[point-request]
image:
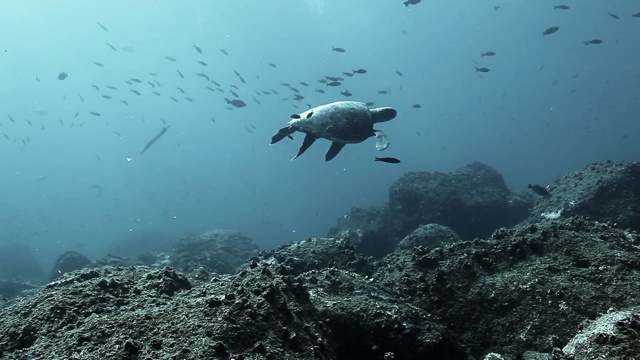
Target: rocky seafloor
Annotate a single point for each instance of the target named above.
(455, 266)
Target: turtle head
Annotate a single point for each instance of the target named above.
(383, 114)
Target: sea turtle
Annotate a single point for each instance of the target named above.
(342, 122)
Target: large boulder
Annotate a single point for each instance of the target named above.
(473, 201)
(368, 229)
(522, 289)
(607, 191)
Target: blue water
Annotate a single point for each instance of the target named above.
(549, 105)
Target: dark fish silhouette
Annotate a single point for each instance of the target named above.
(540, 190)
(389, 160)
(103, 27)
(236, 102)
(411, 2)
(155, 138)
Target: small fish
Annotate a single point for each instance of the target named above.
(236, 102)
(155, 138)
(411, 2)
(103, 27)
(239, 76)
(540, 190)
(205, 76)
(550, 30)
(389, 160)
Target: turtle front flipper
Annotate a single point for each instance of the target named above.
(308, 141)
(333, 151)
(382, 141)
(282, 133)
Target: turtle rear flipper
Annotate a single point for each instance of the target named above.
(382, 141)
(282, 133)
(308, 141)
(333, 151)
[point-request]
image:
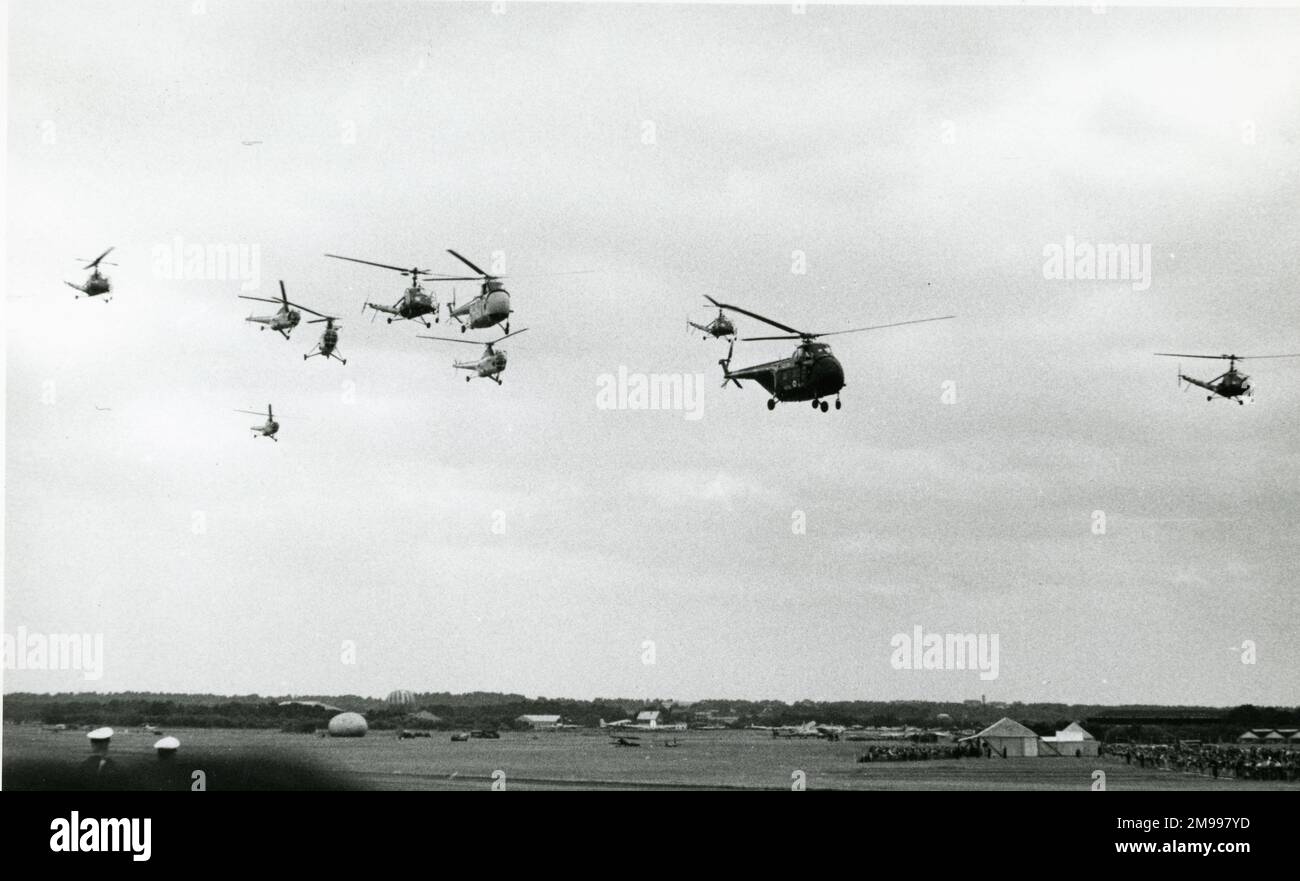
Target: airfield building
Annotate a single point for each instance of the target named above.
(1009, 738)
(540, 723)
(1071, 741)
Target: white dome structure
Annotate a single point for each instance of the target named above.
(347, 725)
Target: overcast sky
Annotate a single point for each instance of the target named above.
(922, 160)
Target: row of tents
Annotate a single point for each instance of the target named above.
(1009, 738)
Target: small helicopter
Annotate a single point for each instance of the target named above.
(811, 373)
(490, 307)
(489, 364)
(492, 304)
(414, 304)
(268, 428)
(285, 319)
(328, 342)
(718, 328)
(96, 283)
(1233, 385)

==

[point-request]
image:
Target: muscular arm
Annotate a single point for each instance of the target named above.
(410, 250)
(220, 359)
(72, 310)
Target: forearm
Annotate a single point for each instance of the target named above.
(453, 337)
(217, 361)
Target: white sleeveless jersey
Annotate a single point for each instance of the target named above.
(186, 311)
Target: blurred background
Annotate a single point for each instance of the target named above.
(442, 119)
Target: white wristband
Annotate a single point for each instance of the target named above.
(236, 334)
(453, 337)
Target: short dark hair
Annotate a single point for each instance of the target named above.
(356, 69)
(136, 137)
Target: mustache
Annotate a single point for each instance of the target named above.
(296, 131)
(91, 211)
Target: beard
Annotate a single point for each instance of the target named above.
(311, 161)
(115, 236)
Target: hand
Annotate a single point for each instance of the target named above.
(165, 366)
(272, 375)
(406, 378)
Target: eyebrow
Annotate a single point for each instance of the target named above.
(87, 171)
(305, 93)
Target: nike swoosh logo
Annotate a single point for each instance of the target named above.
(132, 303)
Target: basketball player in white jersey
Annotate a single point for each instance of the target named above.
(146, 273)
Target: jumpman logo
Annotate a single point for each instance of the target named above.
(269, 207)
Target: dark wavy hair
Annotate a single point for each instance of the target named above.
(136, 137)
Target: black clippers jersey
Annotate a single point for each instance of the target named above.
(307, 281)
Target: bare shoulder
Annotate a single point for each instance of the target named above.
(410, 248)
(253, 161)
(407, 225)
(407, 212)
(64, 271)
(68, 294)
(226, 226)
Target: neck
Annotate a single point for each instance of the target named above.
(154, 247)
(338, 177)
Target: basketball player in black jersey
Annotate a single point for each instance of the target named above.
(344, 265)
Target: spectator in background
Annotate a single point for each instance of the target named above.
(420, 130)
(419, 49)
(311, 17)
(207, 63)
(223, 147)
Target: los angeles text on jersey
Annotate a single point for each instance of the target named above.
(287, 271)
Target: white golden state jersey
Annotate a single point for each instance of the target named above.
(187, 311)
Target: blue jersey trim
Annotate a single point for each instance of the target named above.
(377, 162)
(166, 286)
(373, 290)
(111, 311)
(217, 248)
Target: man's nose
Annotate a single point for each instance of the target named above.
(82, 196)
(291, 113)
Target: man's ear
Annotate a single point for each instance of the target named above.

● **SET TASK**: Lay out the part of the data that opens with the line containing "Target: overcast sky" and closes with the line containing "(1233, 385)" as a JSON list of strings, one string per line, leaving out blank lines.

● **RESPONSE**:
[
  "Target: overcast sky",
  "Annotate a single point for each instance of the target named above.",
  "(922, 160)",
  "Target: row of tents",
  "Annotate a single point for each instance of the target named above.",
  "(1009, 738)",
  "Target: small helicopter",
  "Annotate a single point for each instance of the target named above.",
  "(811, 373)",
  "(490, 307)",
  "(489, 364)",
  "(492, 304)",
  "(414, 304)",
  "(268, 428)",
  "(285, 319)",
  "(328, 342)",
  "(718, 328)",
  "(96, 283)",
  "(1233, 385)"
]